Show every line of the data that includes the word "below".

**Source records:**
════════════════════
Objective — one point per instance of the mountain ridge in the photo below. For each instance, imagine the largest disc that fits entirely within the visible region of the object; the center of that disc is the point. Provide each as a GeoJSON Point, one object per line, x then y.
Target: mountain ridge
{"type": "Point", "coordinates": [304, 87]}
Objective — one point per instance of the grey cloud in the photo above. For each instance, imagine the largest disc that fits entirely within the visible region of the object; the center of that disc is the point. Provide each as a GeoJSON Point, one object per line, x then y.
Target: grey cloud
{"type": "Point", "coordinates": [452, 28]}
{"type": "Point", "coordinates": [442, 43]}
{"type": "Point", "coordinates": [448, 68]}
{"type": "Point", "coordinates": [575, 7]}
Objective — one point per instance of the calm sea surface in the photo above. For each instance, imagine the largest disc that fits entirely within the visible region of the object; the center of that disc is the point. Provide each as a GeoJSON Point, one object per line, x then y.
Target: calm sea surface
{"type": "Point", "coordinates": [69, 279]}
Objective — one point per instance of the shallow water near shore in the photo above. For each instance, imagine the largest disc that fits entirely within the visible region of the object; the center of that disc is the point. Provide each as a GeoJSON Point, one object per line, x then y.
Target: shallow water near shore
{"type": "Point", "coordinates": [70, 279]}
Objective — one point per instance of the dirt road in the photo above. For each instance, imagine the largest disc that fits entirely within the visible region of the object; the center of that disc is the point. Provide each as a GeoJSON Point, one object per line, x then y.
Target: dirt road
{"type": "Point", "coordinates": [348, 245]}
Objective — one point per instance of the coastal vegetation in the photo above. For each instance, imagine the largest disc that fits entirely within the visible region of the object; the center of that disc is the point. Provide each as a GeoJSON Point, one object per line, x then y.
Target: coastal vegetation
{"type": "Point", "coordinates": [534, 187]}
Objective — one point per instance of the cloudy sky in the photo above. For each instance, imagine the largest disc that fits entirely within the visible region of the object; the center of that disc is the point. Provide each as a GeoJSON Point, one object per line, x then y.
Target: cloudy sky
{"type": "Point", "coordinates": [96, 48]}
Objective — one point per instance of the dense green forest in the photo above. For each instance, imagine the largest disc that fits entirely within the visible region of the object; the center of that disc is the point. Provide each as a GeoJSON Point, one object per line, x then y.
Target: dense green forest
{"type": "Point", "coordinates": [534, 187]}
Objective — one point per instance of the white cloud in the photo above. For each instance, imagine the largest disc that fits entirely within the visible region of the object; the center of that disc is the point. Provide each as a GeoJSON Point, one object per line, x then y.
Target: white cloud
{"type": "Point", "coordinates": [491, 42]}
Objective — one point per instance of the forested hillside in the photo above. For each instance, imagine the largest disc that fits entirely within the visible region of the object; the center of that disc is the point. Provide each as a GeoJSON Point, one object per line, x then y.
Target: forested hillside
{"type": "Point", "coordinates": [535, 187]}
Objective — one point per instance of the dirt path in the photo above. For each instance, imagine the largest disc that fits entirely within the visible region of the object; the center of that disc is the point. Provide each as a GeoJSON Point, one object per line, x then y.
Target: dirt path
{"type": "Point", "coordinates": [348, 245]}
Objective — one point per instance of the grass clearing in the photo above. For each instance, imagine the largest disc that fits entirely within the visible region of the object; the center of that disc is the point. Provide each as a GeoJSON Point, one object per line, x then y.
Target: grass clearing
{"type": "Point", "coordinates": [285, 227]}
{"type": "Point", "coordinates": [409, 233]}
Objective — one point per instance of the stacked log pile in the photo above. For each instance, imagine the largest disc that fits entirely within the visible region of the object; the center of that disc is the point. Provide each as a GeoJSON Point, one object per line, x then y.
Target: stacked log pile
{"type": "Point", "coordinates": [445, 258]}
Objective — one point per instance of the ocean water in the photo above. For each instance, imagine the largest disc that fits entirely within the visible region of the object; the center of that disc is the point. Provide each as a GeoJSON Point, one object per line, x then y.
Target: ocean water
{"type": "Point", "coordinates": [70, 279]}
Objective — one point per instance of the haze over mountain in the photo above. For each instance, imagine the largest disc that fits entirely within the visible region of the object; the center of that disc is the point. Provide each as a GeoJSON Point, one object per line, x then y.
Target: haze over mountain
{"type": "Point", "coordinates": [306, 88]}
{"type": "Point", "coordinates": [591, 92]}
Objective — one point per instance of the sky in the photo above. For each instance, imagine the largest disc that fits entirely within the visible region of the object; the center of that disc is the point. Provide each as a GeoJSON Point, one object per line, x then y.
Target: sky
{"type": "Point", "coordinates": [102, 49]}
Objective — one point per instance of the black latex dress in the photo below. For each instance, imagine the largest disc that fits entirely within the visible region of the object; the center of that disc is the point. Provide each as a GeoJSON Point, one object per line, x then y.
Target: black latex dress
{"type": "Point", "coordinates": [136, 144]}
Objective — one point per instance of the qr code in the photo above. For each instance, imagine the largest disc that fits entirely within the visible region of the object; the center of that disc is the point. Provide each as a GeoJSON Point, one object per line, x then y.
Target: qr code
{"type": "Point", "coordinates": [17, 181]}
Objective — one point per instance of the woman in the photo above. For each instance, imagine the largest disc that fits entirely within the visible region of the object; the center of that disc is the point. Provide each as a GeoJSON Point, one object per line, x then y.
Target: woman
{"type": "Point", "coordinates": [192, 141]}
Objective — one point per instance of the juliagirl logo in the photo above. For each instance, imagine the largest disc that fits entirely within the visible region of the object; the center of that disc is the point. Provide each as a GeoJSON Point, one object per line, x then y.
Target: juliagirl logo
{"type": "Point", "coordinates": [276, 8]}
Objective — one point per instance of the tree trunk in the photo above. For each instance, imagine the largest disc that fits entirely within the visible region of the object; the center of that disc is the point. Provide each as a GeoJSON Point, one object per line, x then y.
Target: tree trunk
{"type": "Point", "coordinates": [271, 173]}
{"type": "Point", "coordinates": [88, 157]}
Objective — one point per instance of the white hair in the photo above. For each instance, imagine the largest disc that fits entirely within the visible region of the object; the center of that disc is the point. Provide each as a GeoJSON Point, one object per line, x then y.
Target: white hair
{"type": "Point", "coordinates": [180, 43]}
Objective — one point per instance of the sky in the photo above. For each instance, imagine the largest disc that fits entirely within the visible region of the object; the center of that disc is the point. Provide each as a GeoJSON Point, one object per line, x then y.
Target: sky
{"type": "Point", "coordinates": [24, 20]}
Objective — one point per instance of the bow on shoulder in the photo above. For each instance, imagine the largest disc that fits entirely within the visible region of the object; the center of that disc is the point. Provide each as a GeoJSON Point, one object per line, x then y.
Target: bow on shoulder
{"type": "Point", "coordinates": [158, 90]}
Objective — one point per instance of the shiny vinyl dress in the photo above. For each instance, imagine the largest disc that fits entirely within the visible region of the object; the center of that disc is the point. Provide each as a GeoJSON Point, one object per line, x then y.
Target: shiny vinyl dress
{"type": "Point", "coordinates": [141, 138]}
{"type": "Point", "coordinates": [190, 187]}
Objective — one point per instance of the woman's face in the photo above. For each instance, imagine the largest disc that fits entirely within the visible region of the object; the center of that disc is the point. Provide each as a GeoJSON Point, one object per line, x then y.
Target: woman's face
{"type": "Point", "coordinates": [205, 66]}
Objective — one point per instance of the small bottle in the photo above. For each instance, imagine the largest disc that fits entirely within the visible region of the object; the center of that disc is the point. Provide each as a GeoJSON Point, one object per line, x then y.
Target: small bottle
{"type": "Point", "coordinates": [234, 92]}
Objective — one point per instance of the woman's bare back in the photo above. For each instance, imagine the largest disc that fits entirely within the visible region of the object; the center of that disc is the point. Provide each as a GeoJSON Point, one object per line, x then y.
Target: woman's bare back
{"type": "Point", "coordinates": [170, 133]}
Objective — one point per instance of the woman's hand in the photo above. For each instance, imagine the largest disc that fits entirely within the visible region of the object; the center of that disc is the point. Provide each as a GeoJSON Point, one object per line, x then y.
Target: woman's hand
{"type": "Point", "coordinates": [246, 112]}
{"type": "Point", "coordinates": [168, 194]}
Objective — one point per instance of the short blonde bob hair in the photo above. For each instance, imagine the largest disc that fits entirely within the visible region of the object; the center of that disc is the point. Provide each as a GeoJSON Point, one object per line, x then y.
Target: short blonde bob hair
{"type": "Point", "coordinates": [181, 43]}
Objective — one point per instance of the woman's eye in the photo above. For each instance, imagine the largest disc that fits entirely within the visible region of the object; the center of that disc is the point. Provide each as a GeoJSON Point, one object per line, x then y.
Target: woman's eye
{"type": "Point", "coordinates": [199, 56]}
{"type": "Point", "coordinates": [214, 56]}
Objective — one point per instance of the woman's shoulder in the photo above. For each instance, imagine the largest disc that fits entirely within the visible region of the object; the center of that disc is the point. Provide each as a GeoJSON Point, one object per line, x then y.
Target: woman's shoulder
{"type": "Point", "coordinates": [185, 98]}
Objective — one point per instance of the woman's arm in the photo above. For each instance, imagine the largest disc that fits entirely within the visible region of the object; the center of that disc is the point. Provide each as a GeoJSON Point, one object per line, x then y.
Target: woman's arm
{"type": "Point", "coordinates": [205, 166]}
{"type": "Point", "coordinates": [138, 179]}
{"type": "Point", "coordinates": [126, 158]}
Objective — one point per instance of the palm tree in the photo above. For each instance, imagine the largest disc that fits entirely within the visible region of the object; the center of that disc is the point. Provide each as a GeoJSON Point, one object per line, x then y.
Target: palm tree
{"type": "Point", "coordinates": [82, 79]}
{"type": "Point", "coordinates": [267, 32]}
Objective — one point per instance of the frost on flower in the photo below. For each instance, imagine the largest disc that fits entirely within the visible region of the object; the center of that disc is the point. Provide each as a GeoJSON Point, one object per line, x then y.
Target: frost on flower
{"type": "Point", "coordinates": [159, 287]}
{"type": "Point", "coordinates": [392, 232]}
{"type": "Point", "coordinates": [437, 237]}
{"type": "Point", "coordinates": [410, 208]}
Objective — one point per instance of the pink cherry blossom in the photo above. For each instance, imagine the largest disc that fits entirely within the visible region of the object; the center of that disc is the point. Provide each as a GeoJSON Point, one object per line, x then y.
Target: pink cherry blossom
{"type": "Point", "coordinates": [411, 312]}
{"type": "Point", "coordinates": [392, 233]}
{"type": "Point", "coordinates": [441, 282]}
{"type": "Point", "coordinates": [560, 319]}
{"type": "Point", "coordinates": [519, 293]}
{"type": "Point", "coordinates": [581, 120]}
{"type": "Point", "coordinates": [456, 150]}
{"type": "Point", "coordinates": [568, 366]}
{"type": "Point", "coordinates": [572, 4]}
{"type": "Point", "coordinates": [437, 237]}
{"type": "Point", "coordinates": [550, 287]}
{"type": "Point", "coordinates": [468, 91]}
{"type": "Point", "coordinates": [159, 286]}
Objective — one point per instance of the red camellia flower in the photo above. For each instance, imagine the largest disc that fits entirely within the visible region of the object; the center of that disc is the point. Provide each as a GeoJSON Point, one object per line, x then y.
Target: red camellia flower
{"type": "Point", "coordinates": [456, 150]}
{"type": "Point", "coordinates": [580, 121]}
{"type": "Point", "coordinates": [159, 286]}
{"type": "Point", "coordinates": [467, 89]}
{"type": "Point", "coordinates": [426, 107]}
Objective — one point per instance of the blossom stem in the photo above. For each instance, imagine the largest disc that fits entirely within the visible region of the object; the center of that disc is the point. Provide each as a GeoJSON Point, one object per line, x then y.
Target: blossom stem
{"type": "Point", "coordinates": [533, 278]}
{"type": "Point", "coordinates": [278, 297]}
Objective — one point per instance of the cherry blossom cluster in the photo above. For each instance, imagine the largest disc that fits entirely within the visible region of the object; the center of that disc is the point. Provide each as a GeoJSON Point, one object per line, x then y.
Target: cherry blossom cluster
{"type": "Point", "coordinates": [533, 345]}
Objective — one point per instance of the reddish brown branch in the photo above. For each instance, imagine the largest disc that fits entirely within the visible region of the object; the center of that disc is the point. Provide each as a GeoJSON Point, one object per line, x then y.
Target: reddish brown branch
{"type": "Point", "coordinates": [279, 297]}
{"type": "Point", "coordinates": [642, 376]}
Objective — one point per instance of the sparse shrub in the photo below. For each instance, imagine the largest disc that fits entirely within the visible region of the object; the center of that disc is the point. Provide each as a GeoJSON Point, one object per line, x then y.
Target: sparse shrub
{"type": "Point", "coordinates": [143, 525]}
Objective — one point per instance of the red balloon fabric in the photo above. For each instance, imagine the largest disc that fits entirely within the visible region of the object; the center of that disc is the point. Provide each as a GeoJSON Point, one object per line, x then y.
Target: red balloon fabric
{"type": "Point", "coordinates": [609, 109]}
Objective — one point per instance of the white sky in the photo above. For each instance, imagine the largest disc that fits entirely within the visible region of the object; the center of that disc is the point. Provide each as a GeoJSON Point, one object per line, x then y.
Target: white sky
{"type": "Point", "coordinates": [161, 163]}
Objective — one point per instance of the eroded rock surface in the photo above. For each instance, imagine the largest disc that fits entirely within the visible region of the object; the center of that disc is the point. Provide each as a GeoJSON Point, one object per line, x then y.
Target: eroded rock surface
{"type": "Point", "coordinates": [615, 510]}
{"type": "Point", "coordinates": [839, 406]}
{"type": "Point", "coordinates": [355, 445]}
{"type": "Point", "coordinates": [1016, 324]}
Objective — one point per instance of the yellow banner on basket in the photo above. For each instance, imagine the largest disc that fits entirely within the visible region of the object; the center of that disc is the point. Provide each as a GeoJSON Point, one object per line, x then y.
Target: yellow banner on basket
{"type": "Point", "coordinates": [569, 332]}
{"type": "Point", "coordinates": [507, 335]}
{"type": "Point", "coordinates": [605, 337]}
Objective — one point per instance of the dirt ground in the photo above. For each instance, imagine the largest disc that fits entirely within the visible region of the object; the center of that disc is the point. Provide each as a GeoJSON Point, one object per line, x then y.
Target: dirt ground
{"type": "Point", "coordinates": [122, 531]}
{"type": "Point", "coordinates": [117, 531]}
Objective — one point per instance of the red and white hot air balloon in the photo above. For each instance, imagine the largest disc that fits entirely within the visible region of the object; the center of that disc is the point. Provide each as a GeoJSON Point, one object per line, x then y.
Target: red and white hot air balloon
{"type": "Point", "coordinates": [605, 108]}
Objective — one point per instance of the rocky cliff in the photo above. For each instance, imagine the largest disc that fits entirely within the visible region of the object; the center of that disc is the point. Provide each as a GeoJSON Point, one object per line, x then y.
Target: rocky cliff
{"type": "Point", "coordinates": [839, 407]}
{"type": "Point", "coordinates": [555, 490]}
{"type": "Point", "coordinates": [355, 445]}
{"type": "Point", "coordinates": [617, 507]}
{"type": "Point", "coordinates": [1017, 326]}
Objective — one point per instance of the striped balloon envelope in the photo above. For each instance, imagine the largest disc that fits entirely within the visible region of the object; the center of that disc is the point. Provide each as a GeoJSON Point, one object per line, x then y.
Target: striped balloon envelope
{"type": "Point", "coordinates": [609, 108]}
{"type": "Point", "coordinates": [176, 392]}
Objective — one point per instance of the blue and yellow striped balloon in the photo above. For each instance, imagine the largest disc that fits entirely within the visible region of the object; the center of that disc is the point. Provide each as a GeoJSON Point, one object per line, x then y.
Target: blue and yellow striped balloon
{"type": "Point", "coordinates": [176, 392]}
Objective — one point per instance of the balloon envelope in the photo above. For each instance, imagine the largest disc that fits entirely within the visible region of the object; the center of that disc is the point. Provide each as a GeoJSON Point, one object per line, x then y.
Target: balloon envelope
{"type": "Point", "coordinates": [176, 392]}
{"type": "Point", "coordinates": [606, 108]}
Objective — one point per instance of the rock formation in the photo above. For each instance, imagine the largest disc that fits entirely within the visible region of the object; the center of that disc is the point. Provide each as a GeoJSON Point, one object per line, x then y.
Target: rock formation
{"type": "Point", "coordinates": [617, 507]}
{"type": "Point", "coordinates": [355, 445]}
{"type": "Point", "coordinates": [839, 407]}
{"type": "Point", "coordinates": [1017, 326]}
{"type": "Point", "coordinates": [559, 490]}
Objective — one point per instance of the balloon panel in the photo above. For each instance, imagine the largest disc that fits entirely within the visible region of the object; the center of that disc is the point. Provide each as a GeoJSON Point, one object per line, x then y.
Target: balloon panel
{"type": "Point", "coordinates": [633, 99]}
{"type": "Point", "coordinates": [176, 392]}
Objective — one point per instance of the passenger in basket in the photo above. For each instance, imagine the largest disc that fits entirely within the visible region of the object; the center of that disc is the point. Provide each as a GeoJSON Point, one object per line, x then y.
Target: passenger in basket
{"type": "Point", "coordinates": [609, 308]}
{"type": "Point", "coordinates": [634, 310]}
════════════════════
**SOLUTION TO THIS EXERCISE:**
Objective — one point per instance of the mountain ridge in the photo below. For each instance, imagine the largest disc that fits entirely within the visible region of the object; the center of that disc is the point. Provide each as a GeoJSON Point, one object per line, x then y.
Objective — one point per instance of the black latex dress in the photo below. For each instance, imagine the largest disc that fits entirely within the visible region of the object; the center of that disc is the point. Provide each as a GeoJSON Point, one object per line, x then y.
Objective — one point per instance of the frost on flower in the photo below. For each instance, imagine the largest disc that fits entirely within the visible region of the object; the center of that disc is the point. Provide each as a GeoJSON Point, one object per line, x then y.
Objective — one point per instance of the sparse shrub in the photo below. For each instance, imagine the largest disc that fits entirely within the visible region of the object; the center of that disc is the point. Provide each as a GeoJSON Point, one object per line, x then y.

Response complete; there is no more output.